- _Exercise details_
Please return every line in the material below that contains the word "metal".

- _Entries from a dataset_
------------
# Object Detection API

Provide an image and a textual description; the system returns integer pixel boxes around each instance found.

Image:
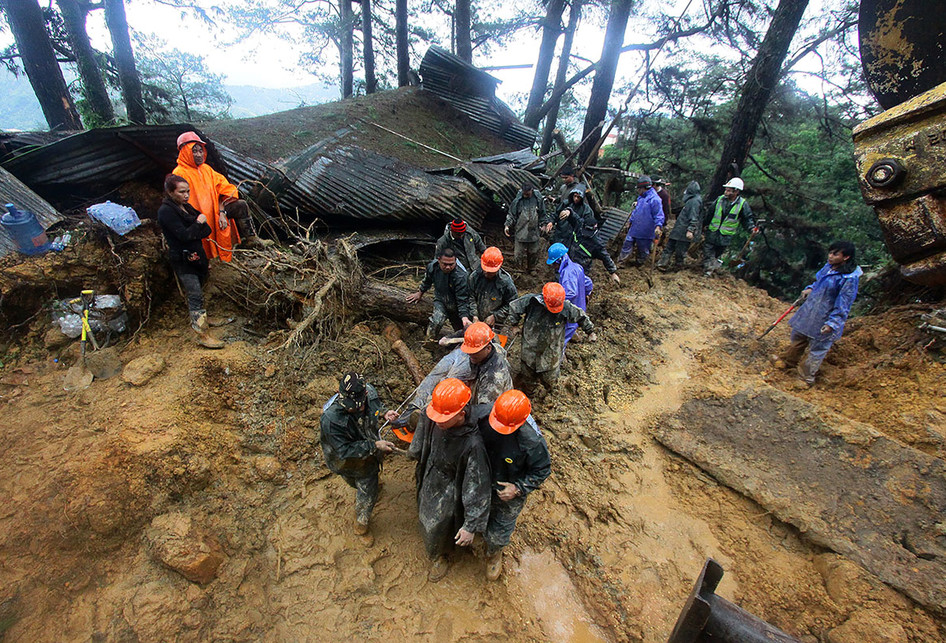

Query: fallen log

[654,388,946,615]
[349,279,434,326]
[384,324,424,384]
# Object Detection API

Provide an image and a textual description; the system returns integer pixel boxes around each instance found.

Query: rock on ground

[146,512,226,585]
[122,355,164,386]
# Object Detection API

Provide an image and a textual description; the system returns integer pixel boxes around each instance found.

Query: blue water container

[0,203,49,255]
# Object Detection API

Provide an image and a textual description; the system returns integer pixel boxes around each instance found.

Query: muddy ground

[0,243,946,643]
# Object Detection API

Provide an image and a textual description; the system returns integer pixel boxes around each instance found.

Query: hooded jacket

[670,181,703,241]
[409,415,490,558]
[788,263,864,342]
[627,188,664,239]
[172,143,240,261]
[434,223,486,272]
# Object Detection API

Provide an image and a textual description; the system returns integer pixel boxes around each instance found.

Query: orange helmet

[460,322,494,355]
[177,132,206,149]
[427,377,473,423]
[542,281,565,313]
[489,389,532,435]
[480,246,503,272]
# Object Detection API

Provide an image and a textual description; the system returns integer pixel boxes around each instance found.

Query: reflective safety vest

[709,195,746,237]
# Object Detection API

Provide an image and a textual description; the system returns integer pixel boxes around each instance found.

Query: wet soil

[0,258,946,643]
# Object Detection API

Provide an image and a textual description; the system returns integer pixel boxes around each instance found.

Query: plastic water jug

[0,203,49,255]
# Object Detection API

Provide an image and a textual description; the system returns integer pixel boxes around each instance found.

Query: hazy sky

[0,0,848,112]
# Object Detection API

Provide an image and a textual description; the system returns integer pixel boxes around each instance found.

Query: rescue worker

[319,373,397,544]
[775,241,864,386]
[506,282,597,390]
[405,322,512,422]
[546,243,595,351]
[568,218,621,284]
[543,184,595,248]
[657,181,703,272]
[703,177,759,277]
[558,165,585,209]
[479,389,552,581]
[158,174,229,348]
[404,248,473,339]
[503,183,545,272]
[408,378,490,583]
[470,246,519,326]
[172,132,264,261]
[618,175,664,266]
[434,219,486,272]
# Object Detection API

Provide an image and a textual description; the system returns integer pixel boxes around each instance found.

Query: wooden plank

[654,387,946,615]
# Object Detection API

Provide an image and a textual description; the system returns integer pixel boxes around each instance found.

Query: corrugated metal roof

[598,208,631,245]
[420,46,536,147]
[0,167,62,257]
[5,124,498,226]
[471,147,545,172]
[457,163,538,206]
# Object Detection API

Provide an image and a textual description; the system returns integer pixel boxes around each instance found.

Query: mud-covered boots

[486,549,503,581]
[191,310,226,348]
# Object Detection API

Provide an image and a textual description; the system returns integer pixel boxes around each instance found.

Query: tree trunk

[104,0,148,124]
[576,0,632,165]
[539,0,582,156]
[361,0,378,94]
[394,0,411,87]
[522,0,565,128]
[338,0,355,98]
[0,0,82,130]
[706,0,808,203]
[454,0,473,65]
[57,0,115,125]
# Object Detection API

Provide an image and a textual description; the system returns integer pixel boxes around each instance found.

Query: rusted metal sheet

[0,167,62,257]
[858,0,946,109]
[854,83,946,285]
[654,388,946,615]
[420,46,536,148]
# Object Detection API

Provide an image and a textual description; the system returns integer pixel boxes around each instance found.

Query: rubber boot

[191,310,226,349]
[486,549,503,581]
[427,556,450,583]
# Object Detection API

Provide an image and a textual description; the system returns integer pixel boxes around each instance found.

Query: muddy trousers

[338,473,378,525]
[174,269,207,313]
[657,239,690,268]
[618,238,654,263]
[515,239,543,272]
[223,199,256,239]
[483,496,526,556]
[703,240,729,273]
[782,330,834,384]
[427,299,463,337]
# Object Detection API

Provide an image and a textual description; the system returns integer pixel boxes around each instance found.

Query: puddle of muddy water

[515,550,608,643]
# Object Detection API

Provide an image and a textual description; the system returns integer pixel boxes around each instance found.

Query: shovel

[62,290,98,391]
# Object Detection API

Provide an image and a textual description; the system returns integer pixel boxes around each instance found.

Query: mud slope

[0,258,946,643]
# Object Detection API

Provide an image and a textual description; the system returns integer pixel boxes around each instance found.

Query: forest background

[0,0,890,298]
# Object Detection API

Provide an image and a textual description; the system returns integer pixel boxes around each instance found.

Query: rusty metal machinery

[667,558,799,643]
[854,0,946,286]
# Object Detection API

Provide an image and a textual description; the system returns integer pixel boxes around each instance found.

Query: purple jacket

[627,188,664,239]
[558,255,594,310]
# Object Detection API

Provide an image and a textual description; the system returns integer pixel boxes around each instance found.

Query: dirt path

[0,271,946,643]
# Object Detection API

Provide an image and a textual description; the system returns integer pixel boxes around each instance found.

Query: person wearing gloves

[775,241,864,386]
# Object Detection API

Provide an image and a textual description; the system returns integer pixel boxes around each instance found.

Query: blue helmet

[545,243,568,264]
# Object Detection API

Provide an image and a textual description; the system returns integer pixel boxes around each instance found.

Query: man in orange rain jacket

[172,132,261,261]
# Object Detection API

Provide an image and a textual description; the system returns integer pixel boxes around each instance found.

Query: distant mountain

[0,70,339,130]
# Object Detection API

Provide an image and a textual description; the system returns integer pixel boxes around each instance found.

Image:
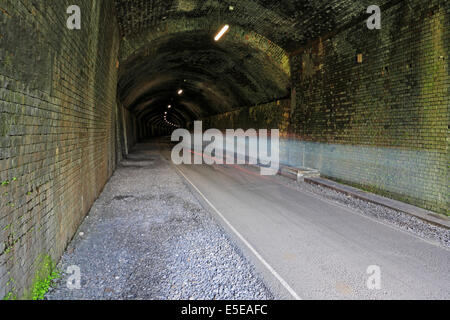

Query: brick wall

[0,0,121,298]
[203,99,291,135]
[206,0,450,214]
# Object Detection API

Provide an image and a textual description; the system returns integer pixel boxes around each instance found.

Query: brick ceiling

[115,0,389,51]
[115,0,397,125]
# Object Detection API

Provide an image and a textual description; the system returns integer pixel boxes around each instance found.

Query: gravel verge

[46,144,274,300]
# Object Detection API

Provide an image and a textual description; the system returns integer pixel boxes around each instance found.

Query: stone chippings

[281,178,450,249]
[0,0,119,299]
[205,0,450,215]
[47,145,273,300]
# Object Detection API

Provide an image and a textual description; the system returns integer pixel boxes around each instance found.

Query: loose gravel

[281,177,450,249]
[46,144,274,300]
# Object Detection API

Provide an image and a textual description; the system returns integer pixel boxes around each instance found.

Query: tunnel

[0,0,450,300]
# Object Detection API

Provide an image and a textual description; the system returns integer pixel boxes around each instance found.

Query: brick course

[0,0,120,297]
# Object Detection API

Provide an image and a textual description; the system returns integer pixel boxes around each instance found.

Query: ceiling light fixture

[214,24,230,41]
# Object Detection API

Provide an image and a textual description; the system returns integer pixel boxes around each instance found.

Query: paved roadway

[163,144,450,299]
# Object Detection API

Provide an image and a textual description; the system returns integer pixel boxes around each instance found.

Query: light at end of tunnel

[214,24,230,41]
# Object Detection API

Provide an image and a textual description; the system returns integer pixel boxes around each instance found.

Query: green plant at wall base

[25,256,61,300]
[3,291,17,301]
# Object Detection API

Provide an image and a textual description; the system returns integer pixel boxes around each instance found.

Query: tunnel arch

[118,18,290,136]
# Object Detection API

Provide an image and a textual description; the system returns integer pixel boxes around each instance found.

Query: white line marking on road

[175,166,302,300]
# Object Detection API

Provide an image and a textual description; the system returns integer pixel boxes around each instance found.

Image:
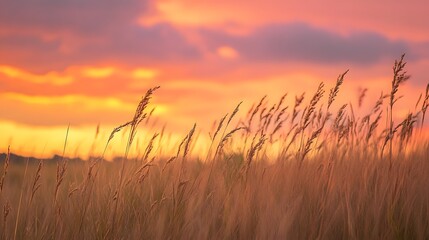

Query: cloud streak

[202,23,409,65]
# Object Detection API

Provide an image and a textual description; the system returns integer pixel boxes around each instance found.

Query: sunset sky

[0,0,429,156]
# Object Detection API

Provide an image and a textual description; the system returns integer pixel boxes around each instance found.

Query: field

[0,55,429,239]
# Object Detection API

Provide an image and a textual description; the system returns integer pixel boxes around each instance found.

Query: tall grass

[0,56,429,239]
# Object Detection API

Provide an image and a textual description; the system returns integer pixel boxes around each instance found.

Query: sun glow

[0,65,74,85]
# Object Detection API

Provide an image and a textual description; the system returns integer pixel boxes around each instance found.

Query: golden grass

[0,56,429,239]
------------
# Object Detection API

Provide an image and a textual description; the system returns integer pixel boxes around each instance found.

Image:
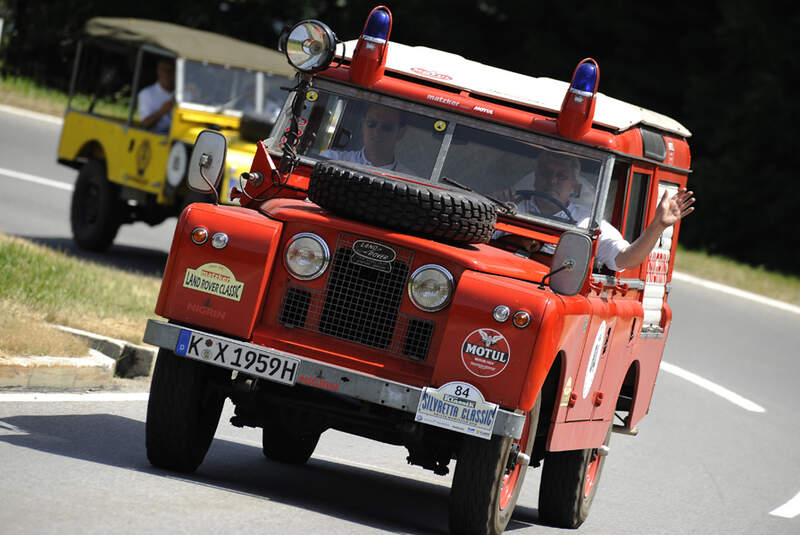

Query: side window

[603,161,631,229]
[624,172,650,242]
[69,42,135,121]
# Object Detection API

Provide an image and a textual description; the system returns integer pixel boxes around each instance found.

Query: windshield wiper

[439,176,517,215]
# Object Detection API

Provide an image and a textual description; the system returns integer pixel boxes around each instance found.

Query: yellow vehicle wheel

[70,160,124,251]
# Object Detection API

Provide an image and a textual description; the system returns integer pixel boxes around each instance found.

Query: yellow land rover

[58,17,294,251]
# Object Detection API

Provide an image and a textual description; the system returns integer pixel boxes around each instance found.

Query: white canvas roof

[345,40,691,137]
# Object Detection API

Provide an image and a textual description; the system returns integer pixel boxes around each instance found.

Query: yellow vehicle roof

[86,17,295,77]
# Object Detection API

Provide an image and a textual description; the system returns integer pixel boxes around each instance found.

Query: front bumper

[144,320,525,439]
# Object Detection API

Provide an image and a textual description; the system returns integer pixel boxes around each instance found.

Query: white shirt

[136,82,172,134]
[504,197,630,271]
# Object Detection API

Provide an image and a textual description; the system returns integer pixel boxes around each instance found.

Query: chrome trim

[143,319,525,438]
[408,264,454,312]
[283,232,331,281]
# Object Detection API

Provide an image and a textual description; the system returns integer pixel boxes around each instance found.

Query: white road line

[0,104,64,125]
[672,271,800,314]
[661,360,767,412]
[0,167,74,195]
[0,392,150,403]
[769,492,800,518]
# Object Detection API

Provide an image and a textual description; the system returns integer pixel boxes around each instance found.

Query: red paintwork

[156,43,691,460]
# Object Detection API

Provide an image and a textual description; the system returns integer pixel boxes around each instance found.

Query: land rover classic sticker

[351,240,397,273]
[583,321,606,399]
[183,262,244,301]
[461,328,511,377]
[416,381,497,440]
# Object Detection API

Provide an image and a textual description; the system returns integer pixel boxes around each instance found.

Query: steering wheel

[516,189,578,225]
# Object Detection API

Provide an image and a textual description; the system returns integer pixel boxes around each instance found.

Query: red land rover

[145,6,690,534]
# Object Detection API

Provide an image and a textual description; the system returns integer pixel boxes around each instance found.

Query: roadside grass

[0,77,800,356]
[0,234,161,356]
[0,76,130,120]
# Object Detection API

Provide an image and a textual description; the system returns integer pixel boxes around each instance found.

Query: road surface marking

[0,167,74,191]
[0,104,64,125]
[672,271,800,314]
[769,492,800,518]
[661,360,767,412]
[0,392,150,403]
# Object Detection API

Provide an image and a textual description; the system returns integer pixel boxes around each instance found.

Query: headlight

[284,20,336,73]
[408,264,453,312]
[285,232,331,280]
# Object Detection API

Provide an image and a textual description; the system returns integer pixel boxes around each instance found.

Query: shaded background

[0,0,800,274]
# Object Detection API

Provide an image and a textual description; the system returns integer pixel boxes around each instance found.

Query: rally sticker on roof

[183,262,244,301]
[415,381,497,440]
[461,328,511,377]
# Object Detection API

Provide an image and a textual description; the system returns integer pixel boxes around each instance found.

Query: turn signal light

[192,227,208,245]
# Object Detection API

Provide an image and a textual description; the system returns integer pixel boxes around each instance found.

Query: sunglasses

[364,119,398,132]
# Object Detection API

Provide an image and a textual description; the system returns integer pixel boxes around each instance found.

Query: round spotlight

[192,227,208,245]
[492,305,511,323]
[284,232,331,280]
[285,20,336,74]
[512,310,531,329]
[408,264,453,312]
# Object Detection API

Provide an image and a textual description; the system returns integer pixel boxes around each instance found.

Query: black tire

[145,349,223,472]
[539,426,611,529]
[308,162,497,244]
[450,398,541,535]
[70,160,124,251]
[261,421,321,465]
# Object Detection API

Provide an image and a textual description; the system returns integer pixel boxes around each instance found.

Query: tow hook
------------
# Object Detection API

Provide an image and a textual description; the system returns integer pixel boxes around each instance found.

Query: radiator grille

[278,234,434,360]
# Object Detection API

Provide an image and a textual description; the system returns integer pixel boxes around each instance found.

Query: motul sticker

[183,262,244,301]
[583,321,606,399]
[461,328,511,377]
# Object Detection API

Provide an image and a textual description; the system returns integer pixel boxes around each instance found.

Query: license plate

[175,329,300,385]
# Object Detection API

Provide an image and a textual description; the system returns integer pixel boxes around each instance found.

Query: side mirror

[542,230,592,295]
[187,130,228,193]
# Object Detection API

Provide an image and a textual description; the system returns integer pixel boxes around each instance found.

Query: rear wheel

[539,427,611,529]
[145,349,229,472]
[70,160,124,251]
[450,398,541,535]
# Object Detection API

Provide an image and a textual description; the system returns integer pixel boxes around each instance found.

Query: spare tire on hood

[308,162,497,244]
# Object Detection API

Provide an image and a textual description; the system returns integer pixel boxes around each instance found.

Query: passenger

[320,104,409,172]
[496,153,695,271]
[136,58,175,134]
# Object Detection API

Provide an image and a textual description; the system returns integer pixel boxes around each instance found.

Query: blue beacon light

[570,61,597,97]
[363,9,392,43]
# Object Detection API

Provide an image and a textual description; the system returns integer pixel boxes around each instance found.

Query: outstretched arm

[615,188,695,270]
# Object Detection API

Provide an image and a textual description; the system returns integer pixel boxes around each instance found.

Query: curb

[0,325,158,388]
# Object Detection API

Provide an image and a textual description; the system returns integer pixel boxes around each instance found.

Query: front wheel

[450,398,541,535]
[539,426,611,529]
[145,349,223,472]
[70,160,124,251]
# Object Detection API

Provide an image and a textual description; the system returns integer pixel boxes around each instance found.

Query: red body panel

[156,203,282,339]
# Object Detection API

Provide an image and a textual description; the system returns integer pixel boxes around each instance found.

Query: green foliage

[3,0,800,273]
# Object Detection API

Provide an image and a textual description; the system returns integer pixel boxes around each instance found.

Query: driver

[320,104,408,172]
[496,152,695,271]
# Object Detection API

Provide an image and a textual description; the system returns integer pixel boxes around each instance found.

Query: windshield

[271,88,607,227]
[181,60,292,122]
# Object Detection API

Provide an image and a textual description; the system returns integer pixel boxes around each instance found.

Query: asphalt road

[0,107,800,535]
------------
- _Solution for this problem_
Query: corrugated metal roof
Query: rusted metal sheet
Query: rusty metal machinery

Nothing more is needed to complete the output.